Del dolor a la pintura: el arte como voz de la justicia

Crédito: UNESCO / Victoria Uranga Tesoro Humano Vivo de Chile 2012 (CNCA-UNESCO) / Flickr

En la aldea ruandesa de Nyamata, los supervivientes del genocidio de 1994 no se reúnen en un tribunal, sino en un teatro. Acuden a ver Ruanda: Mi esperanza, una obra de teatro comunitaria interpretada tanto por supervivientes como por autores de la violencia que se prolongó durante décadas. En el escenario, reviven los horrores que sufrieron y cometieron durante ese tiempo. A través de la representación, lloran, confiesan y comienzan a sanar. No se trata de la justicia que imparte el sistema legal, sino de la que se siente a través de la catarsis, el diálogo y la humanidad compartida.

A menudo se dice que «la vida imita al arte», pero tal vez sea al revés: el arte imita a la vida.

Tras las violaciones de los derechos humanos, las sociedades se encuentran en un período de profundo ajuste de cuentas político, judicial y social, y a menudo se recurre a los mecanismos de justicia transicional para fomentar la paz y la reconciliación. Los enjuiciamientos, la rendición de cuentas, las reparaciones y las comisiones de la verdad dominan este panorama, pero todos ellos dependen en gran medida de la capacidad institucional y la financiación, que suelen ser escasas en los contextos posconflicto. En Sierra Leona, por ejemplo, el programa de reparaciones ha luchado durante años para satisfacer las necesidades de las víctimas, y muchos supervivientes siguen esperando el apoyo prometido.

Sin embargo, las tradiciones culturales perduran como las raíces que anclan a las sociedades, alimentando tanto la celebración como el duelo. Cuando la tragedia golpea en forma de guerra o genocidio, es como un incendio forestal que arde el paisaje social y deja a generaciones luchando con la pérdida. Ninguna nación ha desarrollado una solución ideal que restaure instantáneamente lo que se ha perdido, ni nadie tiene un plan perfecto para la renovación. En cambio, las sociedades deben buscar nuevas formas de honrar el pasado, plantar las semillas de la memoria y cultivar un futuro a partir de las cenizas. En esta búsqueda, cuando los enfoques convencionales se quedan cortos, recurrimos a una herramienta poderosa, antigua y a menudo pasada por alto: las artes.
_ _ _ _ _ _ _
> **OBJETIVO DE LA TAREA**
Escribe la continuación del texto sobre el arte como voz de la justicia, empezando justo después de su última oración.

(Ítems guardados)
_ _ _ _ _ _ _
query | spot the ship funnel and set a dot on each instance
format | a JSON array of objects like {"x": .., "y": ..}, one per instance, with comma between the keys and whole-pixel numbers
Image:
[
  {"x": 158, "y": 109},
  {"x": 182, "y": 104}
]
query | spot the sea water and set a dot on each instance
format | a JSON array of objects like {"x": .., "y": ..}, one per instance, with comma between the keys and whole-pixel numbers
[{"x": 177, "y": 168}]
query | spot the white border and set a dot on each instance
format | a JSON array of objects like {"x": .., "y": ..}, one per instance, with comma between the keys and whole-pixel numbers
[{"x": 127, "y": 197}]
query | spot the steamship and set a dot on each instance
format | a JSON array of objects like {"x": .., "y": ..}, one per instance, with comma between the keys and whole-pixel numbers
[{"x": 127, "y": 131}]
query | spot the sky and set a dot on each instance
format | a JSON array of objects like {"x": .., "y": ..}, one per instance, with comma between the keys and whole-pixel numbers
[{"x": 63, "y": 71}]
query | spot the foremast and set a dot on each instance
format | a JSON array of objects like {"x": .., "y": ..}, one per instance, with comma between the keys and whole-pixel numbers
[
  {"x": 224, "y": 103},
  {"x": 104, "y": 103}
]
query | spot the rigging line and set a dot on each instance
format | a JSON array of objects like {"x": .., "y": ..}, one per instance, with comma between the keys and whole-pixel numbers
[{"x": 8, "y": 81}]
_ _ _ _ _ _ _
> **RESPUESTA ESCRITA**
El arte como testigo, el arte como bálsamo

A lo largo de la historia, el arte ha servido como herramienta transformadora en contextos culturales, sociales y emocionales, inspirando empatía e impulsando la acción. Más que una forma de expresión, el arte ha amplificado las voces silenciadas, ha desencadenado movimientos de cambio y se ha convertido en un poderoso catalizador para la búsqueda de la justicia. Basta pensar en Guernica, de Pablo Picasso, o en Crónica de Sarajevo, de Mersad Berber, para reconocer que el arte es a menudo un llamamiento a la justicia, a la vez que un medio de escrutinio y una forma de conmemorar y exigir responsabilidades. Estas obras no se limitan a representar el sufrimiento de los muertos durante la Guerra Civil Española o el asedio de Sarajevo durante la guerra de Bosnia. Más bien, confrontan al espectador con las realidades morales y políticas que se esconden tras la violencia, impulsando el compromiso con cuestiones de responsabilidad, memoria y reparación.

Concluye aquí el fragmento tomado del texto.